Exercise instructions: Can you rewrite the rows below, from the line containing "[pin] sliding glass" through the end of the rows, with "lamp shade" changed to "lampshade" and everything else left as it is?

• • •

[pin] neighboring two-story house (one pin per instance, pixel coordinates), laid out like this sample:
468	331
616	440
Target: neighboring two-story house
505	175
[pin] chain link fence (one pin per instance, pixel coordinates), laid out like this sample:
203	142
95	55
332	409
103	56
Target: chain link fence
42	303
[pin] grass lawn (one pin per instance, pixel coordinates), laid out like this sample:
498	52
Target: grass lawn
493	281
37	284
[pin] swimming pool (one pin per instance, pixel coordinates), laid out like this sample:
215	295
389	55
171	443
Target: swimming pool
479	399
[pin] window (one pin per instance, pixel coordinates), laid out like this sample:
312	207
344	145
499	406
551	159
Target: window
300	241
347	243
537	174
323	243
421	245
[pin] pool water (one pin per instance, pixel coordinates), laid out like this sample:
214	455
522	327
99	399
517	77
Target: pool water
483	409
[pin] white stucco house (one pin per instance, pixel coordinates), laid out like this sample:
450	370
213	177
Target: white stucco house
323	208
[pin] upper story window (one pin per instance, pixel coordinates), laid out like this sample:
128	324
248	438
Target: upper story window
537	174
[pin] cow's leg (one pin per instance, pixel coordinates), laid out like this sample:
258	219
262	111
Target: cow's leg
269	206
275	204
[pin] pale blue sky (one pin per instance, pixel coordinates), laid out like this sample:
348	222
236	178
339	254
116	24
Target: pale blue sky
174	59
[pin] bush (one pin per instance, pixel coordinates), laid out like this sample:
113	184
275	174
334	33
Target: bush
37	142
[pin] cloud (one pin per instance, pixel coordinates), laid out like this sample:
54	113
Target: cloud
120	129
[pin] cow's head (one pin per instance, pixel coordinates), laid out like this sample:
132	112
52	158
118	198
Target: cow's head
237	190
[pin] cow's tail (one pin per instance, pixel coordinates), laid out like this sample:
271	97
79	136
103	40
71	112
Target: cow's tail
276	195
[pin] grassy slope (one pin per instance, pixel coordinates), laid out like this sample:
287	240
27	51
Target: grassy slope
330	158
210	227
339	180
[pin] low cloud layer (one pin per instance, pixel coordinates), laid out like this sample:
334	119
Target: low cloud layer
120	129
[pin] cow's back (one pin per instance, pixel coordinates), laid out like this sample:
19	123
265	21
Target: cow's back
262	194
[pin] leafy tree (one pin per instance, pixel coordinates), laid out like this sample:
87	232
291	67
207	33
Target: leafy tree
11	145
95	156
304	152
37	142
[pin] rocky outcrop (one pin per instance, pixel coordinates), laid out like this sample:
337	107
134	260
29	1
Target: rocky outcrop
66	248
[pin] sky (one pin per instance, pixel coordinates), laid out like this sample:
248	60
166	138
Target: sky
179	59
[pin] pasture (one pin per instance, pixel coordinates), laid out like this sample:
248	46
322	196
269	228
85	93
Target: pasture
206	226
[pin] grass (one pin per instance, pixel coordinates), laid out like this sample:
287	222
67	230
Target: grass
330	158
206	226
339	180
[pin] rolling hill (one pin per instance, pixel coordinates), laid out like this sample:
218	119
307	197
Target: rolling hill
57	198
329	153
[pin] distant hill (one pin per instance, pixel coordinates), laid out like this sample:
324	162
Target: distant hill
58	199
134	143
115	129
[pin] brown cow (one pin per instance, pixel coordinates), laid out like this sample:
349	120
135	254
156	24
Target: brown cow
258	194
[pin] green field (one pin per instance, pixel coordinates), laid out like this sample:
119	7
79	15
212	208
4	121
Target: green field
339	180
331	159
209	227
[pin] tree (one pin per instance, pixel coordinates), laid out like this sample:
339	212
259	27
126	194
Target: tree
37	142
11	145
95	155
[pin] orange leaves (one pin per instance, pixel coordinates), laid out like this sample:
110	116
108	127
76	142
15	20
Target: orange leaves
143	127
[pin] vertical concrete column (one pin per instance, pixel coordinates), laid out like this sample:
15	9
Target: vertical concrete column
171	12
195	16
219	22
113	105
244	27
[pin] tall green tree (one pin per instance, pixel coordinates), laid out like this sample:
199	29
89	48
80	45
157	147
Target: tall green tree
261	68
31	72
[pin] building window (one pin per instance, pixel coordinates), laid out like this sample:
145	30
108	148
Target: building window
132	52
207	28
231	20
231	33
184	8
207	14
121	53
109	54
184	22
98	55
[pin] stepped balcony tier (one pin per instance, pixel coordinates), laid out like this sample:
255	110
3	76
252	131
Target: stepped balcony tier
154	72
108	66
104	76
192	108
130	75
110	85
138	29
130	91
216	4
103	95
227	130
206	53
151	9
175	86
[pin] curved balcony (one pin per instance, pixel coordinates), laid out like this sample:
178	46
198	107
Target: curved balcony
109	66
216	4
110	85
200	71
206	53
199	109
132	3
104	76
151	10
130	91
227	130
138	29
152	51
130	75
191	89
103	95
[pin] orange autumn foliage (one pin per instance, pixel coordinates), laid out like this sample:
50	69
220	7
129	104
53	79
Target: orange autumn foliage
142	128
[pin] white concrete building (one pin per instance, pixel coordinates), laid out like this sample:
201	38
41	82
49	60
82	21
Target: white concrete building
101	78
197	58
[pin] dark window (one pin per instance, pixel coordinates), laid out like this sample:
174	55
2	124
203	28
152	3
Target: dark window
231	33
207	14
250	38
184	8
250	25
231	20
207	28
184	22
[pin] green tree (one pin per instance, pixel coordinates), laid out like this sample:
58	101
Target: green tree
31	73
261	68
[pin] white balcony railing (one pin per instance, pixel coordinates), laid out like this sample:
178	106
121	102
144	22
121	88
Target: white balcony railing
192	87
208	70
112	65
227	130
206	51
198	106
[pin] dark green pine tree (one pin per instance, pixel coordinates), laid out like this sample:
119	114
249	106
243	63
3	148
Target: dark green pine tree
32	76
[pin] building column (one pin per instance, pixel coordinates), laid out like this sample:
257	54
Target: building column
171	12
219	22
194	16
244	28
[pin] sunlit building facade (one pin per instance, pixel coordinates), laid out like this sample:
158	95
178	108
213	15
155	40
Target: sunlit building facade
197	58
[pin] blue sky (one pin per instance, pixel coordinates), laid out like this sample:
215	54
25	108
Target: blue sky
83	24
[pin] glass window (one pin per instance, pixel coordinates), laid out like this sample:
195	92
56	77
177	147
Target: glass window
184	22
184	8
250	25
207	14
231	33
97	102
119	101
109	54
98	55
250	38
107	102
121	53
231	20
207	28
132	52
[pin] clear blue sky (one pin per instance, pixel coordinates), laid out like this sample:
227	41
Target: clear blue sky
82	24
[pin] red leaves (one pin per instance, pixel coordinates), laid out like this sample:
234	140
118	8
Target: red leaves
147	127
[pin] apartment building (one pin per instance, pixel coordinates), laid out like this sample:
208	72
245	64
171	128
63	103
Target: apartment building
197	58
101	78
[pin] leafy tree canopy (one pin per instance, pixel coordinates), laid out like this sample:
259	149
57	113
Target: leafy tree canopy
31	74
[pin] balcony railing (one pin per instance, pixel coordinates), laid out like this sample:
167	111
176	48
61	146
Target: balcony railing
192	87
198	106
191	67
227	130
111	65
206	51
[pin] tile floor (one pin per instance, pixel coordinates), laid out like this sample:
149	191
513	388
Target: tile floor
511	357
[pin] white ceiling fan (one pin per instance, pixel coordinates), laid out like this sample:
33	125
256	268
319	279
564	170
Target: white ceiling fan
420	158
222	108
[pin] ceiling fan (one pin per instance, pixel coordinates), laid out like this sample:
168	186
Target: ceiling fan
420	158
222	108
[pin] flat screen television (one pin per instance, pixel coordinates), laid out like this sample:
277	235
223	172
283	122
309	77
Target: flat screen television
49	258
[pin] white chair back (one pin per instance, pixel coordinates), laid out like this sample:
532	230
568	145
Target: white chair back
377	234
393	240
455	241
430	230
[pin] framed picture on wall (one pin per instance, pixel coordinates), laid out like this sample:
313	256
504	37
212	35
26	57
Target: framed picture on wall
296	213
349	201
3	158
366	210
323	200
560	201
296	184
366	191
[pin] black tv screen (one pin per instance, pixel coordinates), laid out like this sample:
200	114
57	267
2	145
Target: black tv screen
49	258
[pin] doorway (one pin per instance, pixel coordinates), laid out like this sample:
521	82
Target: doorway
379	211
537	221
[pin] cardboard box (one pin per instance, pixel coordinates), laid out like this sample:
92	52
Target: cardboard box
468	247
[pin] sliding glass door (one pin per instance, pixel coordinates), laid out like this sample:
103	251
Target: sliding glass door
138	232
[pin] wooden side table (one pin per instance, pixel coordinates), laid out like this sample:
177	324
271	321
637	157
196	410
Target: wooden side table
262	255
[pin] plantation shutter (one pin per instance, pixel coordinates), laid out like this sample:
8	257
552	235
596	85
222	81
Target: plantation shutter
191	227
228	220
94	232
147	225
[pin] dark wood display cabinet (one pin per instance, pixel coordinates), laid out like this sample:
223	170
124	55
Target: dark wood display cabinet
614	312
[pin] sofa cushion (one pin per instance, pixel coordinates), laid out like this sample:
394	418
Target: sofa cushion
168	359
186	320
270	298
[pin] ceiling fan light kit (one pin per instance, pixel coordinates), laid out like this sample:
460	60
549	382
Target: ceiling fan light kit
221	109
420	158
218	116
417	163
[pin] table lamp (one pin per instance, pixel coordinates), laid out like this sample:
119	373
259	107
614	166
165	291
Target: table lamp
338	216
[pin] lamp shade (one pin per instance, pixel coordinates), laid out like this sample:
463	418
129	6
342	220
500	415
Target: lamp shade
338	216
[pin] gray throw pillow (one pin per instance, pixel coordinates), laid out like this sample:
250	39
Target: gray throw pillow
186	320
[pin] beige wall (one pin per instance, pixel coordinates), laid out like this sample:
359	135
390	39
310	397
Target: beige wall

• • •

Response below:
[pin] sliding glass door (one pin per instance, pixel coordinates), laid out like this sample:
103	251
Target: sliding glass door
138	232
[pin] wooden side table (one pin per instance, pixel coordinates), laid out like this sample:
177	324
271	321
637	157
196	410
Target: wooden side table
262	255
[pin] plantation shutter (one pin per instance, pixel coordinates), laid out like this sample:
8	257
552	235
596	85
222	81
Target: plantation shutter
191	227
228	220
94	232
147	225
[pin] dark wood display cabinet (one pin per instance, pixel coordinates), laid out like this sample:
223	170
124	55
Target: dark wood display cabinet
614	312
[pin] sofa cushion (one pin per instance, pixel coordinates), laid out like this sample:
394	418
Target: sofa cushion
168	359
186	320
270	298
[pin] ceiling fan light kit (one pin per instance, pixel coordinates), laid out like this sample:
460	60
549	382
Target: ceiling fan light kit
221	109
420	158
218	116
417	163
[pin] table lamp (one pin per instance, pixel coordinates), laid out like this sample:
119	373
259	107
614	166
165	291
Target: table lamp
338	216
[pin] lampshade (one pin per instance, pixel coordinates), laid out like this sample:
463	418
129	6
342	220
500	415
Target: lampshade
338	216
[pin] gray throw pillow (one pin per instance, pixel coordinates), laid out like this sample:
250	39
Target: gray throw pillow
186	320
[pin] beige wall (one pin per instance, pixel coordinates), laid out like this sample:
359	135
390	39
310	397
Target: beige wall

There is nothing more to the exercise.